DUNIA maya di Aceh akhir-akhir ini seperti warkop yang ramai pas jam ngopi sore: semua orang ingin bersuara, tapi tak semua tahu topik yang sebenarnya.
Ada dua isu dan perkara besar yang sedang viral di Tanah Serambi Mekkah, dan entah kenapa —di ujungnya, lagi-lagi— kaum laki-laki juga yang kena getahnya.
Isu pertama: Seorang pria menceraikan istrinya tepat sebelum dilantik jadi PPPK. Warganet langsung ramai.
Para wanita di seluruh Nusantara bersatu padu seperti pasukan Avengers, hanya saja tanpa Hulk —karena Hulk pun takut kalau disalahpahami wanita.
“Dasar lelaki kejam!” “Tidak tahu diri!” “Sudah dibantu istri, malah ditinggal!”
Semua komentar keluar secepat notifikasi Shopee di tanggal 11. Tak ada yang tahu kronologi sebenarnya, tapi netizen perempuan langsung sepakat: si suami bersalah, dan tidak perlu sidang, cukup “divonis” lewat komentar.
Kalau ditanya: kenapa langsung percaya? Jawabannya sederhana —karena perempuan itu tidak butuh bukti, cukup intuisi. Dan celakanya, intuisi mereka jarang salah… meski kadang juga tidak benar.
Lalu muncul kasus kedua, lebih segar dari kopi Ulee Kareng: Seorang wanita pendatang di Aceh merasa rencananya membuat acara hura-hura digagalkan oleh sekelompok masyarakat.
Wanita itu pun kesal —katanya, kelompok yang menolak itu adalah orang-orang yang “sok suci”.
“Bukan pembela syariat, tapi pembela syahwat pribadi,” ujarnya lantang, mungkin sambil mengetik dengan jari yang penuh emosi tapi bibir tetap sipit menahan senyum puas.
Masalahnya, di Aceh, “syariat” bukan sekadar topik seminar. Ia hidup, diatur, dan dijaga. Jadi ketika ada yang datang dengan konsep “berbeda”, ya jelas ada benturan.
Tapi si wanita tampaknya menganggap dirinya pahlawan pembebasan ekspresi untuk rakyat Aceh yang mungkin dianggap masih “marginal” dan tak paham Islam.
======
- _Soal dan Tugas_
1: Jawablah pertanyaan berikut berdasarkan teks tentang dua isu viral di Aceh.
(a) Kapan pria dalam isu pertama menceraikan istrinya?
(b) Kasus kedua disebut lebih segar daripada apa?
(c) Dengan sebutan apa wanita pendatang itu menyebut kelompok yang menolak rencananya?
2: Salin bagian teks tentang dua isu viral di Aceh, mulai dari "Ada dua isu" sampai "Warganet langsung ramai.", tanpa mengubah satu kata pun.
3: Lanjutkan teks tentang dua isu viral di Aceh, mulai setelah kalimat terakhir yang tertulis.
======
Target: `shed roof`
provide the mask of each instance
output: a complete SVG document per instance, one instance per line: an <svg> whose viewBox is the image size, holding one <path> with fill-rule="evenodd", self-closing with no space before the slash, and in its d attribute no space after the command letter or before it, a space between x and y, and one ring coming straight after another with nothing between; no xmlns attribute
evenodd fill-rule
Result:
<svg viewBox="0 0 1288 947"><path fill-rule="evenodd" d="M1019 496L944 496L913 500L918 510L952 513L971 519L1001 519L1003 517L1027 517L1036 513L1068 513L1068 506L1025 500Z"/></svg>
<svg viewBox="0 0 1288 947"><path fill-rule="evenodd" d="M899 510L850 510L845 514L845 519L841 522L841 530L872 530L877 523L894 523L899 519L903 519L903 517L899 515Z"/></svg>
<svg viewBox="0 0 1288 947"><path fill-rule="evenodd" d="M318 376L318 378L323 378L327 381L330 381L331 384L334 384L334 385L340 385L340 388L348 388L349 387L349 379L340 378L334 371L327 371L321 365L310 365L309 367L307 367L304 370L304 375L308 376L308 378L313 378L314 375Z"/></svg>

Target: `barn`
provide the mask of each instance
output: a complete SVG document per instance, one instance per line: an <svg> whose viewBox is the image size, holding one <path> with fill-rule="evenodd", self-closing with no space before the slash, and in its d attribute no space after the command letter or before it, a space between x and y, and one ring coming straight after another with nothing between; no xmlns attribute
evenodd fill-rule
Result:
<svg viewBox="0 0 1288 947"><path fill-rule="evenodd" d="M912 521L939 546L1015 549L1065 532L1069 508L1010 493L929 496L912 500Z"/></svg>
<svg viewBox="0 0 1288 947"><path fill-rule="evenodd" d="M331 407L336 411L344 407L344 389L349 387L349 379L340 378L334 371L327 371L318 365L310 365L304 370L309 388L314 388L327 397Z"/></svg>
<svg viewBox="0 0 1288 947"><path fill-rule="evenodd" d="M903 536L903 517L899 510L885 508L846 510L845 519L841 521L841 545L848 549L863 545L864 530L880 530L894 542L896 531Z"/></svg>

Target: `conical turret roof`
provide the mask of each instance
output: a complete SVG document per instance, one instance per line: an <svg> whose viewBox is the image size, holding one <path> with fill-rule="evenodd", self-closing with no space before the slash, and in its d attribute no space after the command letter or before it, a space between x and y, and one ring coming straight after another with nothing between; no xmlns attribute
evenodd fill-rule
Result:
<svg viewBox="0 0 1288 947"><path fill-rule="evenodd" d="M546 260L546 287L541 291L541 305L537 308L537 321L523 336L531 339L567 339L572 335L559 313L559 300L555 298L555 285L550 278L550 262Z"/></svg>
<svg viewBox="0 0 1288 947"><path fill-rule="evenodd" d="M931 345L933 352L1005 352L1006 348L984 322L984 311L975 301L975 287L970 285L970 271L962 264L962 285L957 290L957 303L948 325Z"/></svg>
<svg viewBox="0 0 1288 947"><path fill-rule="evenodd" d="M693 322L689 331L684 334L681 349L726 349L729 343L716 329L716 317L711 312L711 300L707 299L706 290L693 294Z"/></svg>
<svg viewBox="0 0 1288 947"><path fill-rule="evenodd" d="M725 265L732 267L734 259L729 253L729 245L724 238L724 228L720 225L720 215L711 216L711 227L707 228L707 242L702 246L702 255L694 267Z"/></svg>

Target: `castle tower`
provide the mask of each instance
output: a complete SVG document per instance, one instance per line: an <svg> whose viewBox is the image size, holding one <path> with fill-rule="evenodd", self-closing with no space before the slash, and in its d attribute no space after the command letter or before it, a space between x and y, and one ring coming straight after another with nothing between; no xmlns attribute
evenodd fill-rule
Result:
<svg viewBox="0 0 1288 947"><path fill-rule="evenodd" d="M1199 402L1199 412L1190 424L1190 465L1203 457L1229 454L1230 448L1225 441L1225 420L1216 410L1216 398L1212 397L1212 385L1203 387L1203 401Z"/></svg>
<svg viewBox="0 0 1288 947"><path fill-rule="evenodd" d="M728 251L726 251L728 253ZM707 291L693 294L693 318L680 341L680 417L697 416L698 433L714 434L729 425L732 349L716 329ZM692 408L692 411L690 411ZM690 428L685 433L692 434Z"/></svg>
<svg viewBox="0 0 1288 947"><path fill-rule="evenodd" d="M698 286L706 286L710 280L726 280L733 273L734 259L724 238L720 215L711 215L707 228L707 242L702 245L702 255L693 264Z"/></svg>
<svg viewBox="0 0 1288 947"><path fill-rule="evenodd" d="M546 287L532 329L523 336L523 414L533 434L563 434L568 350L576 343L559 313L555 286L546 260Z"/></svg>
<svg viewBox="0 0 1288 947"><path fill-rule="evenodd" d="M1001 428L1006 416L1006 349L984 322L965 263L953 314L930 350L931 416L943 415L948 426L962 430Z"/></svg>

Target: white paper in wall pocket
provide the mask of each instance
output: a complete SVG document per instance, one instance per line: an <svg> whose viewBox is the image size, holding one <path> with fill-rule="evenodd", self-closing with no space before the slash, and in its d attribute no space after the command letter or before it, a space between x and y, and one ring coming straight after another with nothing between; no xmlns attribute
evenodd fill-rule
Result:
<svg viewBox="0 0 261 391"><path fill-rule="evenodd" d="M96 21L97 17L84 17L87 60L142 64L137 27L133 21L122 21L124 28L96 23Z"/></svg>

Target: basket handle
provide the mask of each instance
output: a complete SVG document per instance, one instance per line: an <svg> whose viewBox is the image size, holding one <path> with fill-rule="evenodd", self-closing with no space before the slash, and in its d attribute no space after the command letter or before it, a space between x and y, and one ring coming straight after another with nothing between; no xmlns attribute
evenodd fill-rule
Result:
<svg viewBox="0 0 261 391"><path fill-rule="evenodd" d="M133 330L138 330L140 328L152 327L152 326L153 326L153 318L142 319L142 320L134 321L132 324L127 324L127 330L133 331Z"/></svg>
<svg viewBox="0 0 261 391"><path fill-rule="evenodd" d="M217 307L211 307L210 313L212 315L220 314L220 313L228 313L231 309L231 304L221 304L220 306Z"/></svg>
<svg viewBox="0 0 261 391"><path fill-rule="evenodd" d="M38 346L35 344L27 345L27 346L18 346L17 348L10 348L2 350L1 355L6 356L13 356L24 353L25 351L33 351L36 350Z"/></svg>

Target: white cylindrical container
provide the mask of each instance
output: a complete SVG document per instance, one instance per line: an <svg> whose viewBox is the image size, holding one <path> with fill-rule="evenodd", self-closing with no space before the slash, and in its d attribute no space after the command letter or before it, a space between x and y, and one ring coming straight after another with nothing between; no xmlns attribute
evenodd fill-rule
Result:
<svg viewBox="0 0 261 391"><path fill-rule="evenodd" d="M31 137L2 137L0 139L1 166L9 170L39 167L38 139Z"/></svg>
======
- _Jawaban Setiap Tugas_
1:
(a) Tepat sebelum ia dilantik menjadi PPPK.
(b) Kopi Ulee Kareng.
(c) Orang-orang yang "sok suci".

2:
Ada dua isu dan perkara besar yang sedang viral di Tanah Serambi Mekkah, dan entah kenapa —di ujungnya, lagi-lagi— kaum laki-laki juga yang kena getahnya.
Isu pertama: Seorang pria menceraikan istrinya tepat sebelum dilantik jadi PPPK. Warganet langsung ramai.

3:
Kalau dua kisah ini dijadikan pelajaran, maka ada satu kesimpulan universal yang bisa kita pahami bersama: “Jangan pernah berdebat dengan wanita!”
Bukan karena wanita tidak bisa diajak berdiskusi, tapi karena pria tidak dibekali kemampuan bertahan dalam logika non-linear.
Ketika pria bilang, “Aku tidak salah,” wanita akan menjawab, “Tapi cara kamu tidak salah itu salah!”
Dan ketika pria menjawab, “Aku cuma bercanda,” wanita akan berkata, “Tapi aku tidak tertawa.”
Laki-laki bisa menang dalam pertandingan sepak bola, tinju, catur, atau panjat pinang. Tapi dalam perdebatan dengan wanita? Kemenangan hanyalah ilusi sementara sebelum babak revisi dimulai.
Sebab, dalam kamus wanita, “kalah” itu tidak ada. Yang ada cuma: “Nanti kamu juga paham sendiri.” Dan itu, saudara-saudara, adalah kalimat paling menakutkan di dunia.
Kesimpulan:
Jika suatu hari kamu merasa menang dalam debat dengan wanita, jangan senang dulu. Karena itu bukan akhir cerita —itu cuma jeda iklan sebelum “season dua” dimulai.
Dan saat itu tiba, kamu akan sadar… bahkan kiamat pun belum cukup panjang untuk menunggu akhir perdebatan itu.